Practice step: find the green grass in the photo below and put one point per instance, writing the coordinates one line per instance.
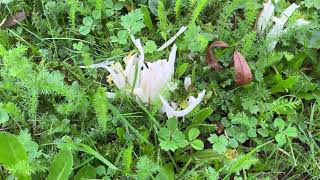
(64, 126)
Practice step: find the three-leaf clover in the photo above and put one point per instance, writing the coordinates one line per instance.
(150, 47)
(4, 117)
(170, 137)
(195, 39)
(282, 135)
(219, 144)
(112, 7)
(194, 142)
(133, 21)
(87, 25)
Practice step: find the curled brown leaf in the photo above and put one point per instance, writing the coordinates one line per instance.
(211, 59)
(15, 19)
(243, 72)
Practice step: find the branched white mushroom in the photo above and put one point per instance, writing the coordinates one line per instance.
(147, 81)
(279, 22)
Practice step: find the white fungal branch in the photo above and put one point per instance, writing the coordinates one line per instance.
(147, 82)
(192, 103)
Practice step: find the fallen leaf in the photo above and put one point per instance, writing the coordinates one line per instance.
(211, 59)
(243, 72)
(220, 127)
(15, 19)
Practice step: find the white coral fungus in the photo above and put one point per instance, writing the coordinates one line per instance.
(147, 81)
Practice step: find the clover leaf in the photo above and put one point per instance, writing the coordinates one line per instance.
(282, 134)
(170, 137)
(133, 21)
(194, 142)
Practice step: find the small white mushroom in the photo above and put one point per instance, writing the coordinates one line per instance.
(187, 83)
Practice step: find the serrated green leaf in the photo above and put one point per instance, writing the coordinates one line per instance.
(84, 30)
(61, 166)
(166, 172)
(281, 139)
(279, 123)
(252, 133)
(86, 172)
(197, 144)
(172, 124)
(291, 132)
(219, 147)
(193, 134)
(202, 115)
(87, 21)
(4, 117)
(150, 46)
(96, 14)
(263, 132)
(233, 143)
(181, 70)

_____

Exercise objective —
Leaving out any images, restate every record word for word.

Response below —
Practice step: find the green grass in the photo below and put one point per instance, writing the coordinates one line per instance.
(64, 126)
Practice step: find the three-leaf clover in the photo above and put one point per instance, writing the coordinates one line per instance.
(150, 47)
(4, 117)
(170, 137)
(195, 39)
(282, 135)
(219, 144)
(112, 7)
(194, 142)
(133, 21)
(87, 25)
Practice step: find the curled brown leaf in the photo above and put one point per instance, writing the coordinates one line per instance.
(211, 59)
(15, 19)
(243, 72)
Practice step: find the branched white mushroom in the photo above and put one point per instance, writing the coordinates one line per instance.
(147, 81)
(279, 22)
Practice step: find the white fungal branch in the photo above and put one point per instance, writing the coordinates one line per instance.
(147, 82)
(192, 103)
Practice step: find the fallen leaf in the photo above and put one point per instance, writing the coordinates one line per instance.
(211, 59)
(243, 72)
(220, 127)
(15, 19)
Practice step: find the white coral fungus in the photo above and put one point per instance, writing the coordinates one line per instance.
(147, 81)
Practice step: find the clover leaf in the photo above and put one point per instance, writing the coordinates one line per instance.
(282, 134)
(170, 137)
(133, 21)
(194, 142)
Practice step: find the small white mushroom in the photo above and put one point per instance, writing the coordinates one line per instance.
(187, 83)
Practice step: find the serrated green leaf in the photo above and put one point per instance, writing the coordinates one line per instance.
(84, 30)
(61, 166)
(166, 172)
(281, 139)
(279, 123)
(252, 133)
(86, 172)
(197, 144)
(172, 124)
(291, 132)
(219, 147)
(193, 134)
(202, 115)
(87, 21)
(4, 117)
(150, 46)
(96, 14)
(263, 132)
(233, 143)
(181, 70)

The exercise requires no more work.